Principled RL for Diffusion LLMs Emerges from a Sequence-Level Perspective

Introduction

We introduce ESPO (ELBO-based Sequence-level Policy Optimization), a principled reinforcement learning framework for dLLMs.

Unlike traditional autoregressive RL methods (e.g., GRPO) that rely on token-level likelihoods, ESPO views the entire sequence generation as a single action and leverages the ELBO as a tractable proxy for sequence-level likelihood. This design resolves the fundamental mismatch between RL and the non-autoregressive nature of dLLMs.

ESPO introduces:

Sequence-level optimization for diffusion LLMs via the ELBO objective.
Per-token normalized ratio estimation and robust KL regularization for stable large-scale training.
Consistent gains across math, coding, and planning benchmarks.

• [GIVEN ENTRIES]:
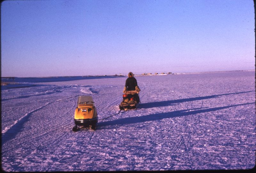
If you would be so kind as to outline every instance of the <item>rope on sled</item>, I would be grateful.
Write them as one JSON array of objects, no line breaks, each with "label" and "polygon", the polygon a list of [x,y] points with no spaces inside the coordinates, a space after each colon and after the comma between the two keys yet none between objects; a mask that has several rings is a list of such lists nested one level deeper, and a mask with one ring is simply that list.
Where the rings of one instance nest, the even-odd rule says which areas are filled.
[{"label": "rope on sled", "polygon": [[110,115],[110,116],[107,116],[107,117],[106,117],[105,118],[102,118],[102,119],[99,119],[99,120],[105,120],[106,119],[107,119],[108,118],[110,118],[110,117],[113,116],[114,115],[117,115],[117,114],[119,114],[119,113],[120,113],[120,112],[121,112],[121,110],[120,110],[120,111],[118,111],[118,112],[116,114],[114,114],[112,115]]}]

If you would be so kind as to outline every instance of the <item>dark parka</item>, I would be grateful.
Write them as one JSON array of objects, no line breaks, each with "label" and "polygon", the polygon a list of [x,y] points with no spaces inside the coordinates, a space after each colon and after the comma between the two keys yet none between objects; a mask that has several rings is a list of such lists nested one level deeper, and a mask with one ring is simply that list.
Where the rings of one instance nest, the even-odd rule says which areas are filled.
[{"label": "dark parka", "polygon": [[[132,77],[130,77],[130,75],[131,74]],[[133,74],[131,72],[129,72],[128,76],[128,78],[125,81],[125,87],[126,87],[127,90],[135,90],[135,87],[138,86],[137,80],[133,77]]]}]

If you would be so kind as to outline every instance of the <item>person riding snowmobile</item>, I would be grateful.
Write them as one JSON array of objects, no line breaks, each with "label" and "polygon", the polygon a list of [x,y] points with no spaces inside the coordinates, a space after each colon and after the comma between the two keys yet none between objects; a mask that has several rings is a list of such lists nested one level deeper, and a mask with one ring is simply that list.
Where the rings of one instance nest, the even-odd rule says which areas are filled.
[{"label": "person riding snowmobile", "polygon": [[[136,90],[138,92],[140,91],[140,90],[138,86],[137,80],[133,77],[133,74],[132,72],[129,72],[128,74],[128,78],[125,81],[125,86],[124,88],[124,93],[126,91]],[[134,95],[135,99],[137,102],[140,102],[140,97],[138,93]]]}]

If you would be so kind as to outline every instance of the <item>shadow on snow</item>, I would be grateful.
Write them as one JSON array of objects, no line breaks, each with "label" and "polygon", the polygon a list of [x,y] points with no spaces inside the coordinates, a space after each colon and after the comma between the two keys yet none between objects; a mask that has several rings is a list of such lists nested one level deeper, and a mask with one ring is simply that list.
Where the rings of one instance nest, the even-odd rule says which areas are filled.
[{"label": "shadow on snow", "polygon": [[212,96],[207,96],[199,97],[195,97],[193,98],[182,98],[182,99],[179,99],[178,100],[167,100],[166,101],[162,101],[156,102],[151,102],[149,103],[141,103],[140,105],[140,108],[152,108],[153,107],[162,107],[171,106],[172,104],[173,103],[182,103],[185,102],[192,101],[195,100],[204,100],[209,98],[217,98],[222,96],[226,96],[231,94],[242,94],[243,93],[246,93],[252,92],[255,92],[255,91],[249,91],[241,92],[236,92],[234,93],[229,93],[228,94],[219,94],[218,95],[212,95]]},{"label": "shadow on snow", "polygon": [[125,124],[134,124],[135,123],[144,122],[149,121],[161,120],[166,118],[170,118],[174,117],[178,117],[193,115],[197,114],[200,114],[201,113],[214,111],[220,109],[227,109],[230,107],[243,106],[251,104],[255,104],[255,102],[248,103],[218,107],[208,108],[208,109],[202,109],[207,108],[195,108],[190,109],[176,111],[165,113],[160,113],[154,114],[150,114],[149,115],[138,117],[124,118],[121,119],[99,122],[98,123],[97,127],[98,127],[98,128],[99,129],[104,129],[104,128],[102,128],[104,126],[122,125]]}]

• [EXERCISE BRIEF]:
Print, word for word, the part of the ESPO introduction above that runs from "Unlike traditional autoregressive" up to and including "the ELBO objective.".

• [ANSWER FOR THIS EXERCISE]:
Unlike traditional autoregressive RL methods (e.g., GRPO) that rely on token-level likelihoods, ESPO views the entire sequence generation as a single action and leverages the ELBO as a tractable proxy for sequence-level likelihood. This design resolves the fundamental mismatch between RL and the non-autoregressive nature of dLLMs.

ESPO introduces:

Sequence-level optimization for diffusion LLMs via the ELBO objective.